* _What to work on_:
List every line of the entries below that contains the string "hand". Case counts.

Items listed in a dataset:

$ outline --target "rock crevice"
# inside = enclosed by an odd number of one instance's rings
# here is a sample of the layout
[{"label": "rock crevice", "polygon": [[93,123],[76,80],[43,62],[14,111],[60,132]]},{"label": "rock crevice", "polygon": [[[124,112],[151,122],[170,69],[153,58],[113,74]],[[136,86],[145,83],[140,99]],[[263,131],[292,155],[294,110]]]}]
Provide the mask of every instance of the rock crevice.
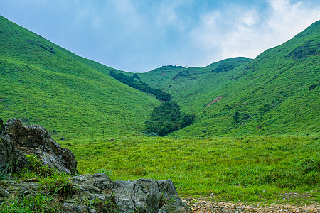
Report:
[{"label": "rock crevice", "polygon": [[[26,126],[16,119],[10,119],[3,125],[0,119],[0,131],[1,175],[24,169],[29,163],[26,155],[30,154],[37,155],[44,165],[58,173],[78,175],[73,153],[51,138],[44,127]],[[0,180],[0,205],[14,197],[34,196],[43,187],[33,182],[36,180]],[[71,176],[68,181],[76,192],[57,197],[57,202],[52,203],[60,213],[190,212],[171,180],[112,181],[105,174],[93,174]]]}]

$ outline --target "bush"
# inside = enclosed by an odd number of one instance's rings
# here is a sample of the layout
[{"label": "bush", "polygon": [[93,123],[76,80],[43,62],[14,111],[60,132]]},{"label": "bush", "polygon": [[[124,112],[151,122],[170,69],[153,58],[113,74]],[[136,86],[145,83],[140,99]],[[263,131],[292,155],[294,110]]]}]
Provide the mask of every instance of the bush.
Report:
[{"label": "bush", "polygon": [[160,136],[186,127],[194,119],[193,114],[181,114],[176,102],[167,102],[156,106],[151,112],[151,119],[146,121],[146,131]]}]

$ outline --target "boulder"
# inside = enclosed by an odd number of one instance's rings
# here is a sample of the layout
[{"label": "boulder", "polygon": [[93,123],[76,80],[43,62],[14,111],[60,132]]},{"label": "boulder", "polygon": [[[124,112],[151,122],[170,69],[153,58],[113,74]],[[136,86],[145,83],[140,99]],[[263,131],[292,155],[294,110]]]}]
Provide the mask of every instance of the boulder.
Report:
[{"label": "boulder", "polygon": [[[60,172],[78,174],[73,153],[61,148],[43,126],[26,126],[19,119],[10,119],[1,129],[0,175],[9,175],[26,168],[28,163],[26,154],[36,155],[44,165]],[[46,188],[36,178],[24,181],[6,179],[0,180],[0,205],[14,197],[32,197],[39,189]],[[73,176],[68,181],[72,189],[69,192],[73,193],[52,195],[50,205],[57,212],[190,212],[171,180],[112,181],[105,174],[94,174]]]},{"label": "boulder", "polygon": [[[60,212],[73,212],[75,207],[87,209],[87,206],[97,212],[190,212],[171,180],[112,181],[105,174],[94,174],[72,177],[69,180],[78,192],[63,203]],[[92,202],[84,204],[81,200]]]},{"label": "boulder", "polygon": [[[41,126],[26,126],[17,119],[9,119],[0,134],[0,170],[16,172],[28,165],[25,155],[36,155],[43,165],[59,172],[78,174],[74,154],[61,148]],[[6,163],[5,163],[6,162]]]}]

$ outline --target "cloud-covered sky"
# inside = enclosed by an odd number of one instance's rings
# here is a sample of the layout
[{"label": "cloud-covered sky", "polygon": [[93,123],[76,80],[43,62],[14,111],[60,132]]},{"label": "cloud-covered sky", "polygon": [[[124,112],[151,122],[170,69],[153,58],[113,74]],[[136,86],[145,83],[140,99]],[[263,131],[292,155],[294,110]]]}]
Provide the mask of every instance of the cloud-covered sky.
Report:
[{"label": "cloud-covered sky", "polygon": [[254,58],[320,19],[319,0],[0,0],[0,15],[129,72]]}]

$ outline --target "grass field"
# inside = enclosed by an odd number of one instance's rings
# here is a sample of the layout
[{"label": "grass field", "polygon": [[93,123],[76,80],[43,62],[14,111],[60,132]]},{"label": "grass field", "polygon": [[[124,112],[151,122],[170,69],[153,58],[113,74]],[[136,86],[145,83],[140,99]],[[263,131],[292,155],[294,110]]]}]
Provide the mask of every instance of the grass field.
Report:
[{"label": "grass field", "polygon": [[75,153],[82,174],[171,179],[181,196],[214,201],[320,202],[319,135],[110,139],[61,143]]}]

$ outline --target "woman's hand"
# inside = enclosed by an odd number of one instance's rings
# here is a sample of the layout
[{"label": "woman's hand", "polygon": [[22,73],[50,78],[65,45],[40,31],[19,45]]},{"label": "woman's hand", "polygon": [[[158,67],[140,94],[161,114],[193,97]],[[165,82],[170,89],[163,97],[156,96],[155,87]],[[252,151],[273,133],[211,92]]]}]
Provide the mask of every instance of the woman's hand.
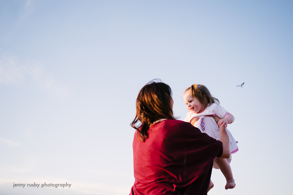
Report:
[{"label": "woman's hand", "polygon": [[[222,127],[227,127],[227,126],[228,125],[228,121],[225,118],[223,118],[222,119],[220,119],[219,120],[219,122],[218,122],[218,126],[221,126],[221,125],[222,125]],[[224,125],[225,126],[224,126]]]}]

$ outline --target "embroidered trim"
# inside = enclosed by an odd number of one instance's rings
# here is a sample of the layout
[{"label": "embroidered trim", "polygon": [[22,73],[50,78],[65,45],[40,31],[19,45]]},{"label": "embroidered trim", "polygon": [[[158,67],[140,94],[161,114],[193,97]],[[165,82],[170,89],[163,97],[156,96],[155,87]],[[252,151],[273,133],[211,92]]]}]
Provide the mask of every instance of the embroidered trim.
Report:
[{"label": "embroidered trim", "polygon": [[203,121],[204,118],[202,118],[200,120],[200,124],[199,124],[199,126],[200,126],[202,128],[202,131],[205,131],[205,122]]},{"label": "embroidered trim", "polygon": [[229,114],[229,113],[228,112],[226,112],[226,114],[225,114],[225,115],[224,115],[224,117],[223,117],[223,118],[225,118],[225,117],[226,117],[226,116],[227,116],[227,114]]},{"label": "embroidered trim", "polygon": [[236,152],[238,151],[238,150],[239,150],[238,149],[238,147],[237,147],[237,149],[236,149],[236,150],[233,150],[232,152],[231,152],[231,154],[234,154],[234,153],[236,153]]}]

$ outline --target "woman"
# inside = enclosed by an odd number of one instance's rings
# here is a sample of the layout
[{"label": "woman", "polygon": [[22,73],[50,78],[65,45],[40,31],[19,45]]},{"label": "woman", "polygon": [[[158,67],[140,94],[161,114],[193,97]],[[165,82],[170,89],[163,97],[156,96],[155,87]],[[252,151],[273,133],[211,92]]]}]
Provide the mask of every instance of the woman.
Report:
[{"label": "woman", "polygon": [[230,156],[226,130],[220,127],[217,140],[190,123],[176,120],[171,88],[155,81],[139,92],[131,125],[136,131],[135,181],[130,194],[206,194],[214,159]]}]

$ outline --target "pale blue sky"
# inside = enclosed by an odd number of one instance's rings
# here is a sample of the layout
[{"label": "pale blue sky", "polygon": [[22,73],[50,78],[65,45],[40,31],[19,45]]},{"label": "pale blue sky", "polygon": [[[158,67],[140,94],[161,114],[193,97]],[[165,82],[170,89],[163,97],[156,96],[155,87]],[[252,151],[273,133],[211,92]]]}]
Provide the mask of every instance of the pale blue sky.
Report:
[{"label": "pale blue sky", "polygon": [[135,99],[159,78],[180,119],[195,83],[235,117],[236,187],[225,190],[213,169],[208,194],[290,193],[292,10],[286,1],[0,1],[0,191],[129,194]]}]

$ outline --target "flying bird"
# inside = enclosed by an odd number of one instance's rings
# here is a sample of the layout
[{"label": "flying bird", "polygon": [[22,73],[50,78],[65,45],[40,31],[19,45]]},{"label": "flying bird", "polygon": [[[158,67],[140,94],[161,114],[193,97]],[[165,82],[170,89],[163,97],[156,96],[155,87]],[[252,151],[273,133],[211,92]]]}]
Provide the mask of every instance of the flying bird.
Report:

* _Solution to this exercise_:
$ outline --target "woman's hand"
[{"label": "woman's hand", "polygon": [[22,73],[50,78],[65,45],[40,31],[19,45]]},{"label": "woman's hand", "polygon": [[[158,67],[140,94],[161,114],[193,97]],[[165,82],[170,89],[163,97],[156,96],[155,87]],[[252,151],[273,133],[211,92]]]}]
Provide the mask of every instance of the woman's hand.
[{"label": "woman's hand", "polygon": [[[222,127],[227,127],[227,126],[228,125],[228,121],[225,118],[223,118],[222,119],[220,119],[219,120],[219,122],[218,122],[218,126],[221,126],[221,125],[222,125]],[[224,125],[225,126],[224,126]]]}]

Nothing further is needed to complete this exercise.